EXERCISE GOAL →
Copy every line below where the string "instance" is found.
----
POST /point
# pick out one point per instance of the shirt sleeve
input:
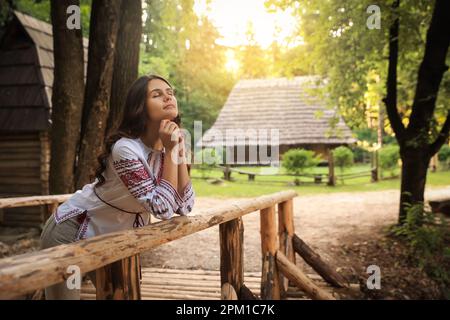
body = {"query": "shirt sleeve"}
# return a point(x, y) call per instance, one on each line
----
FINISHED EXERCISE →
# pick out one point per instance of the shirt sleeve
# return a point(x, y) call per instance, one on each line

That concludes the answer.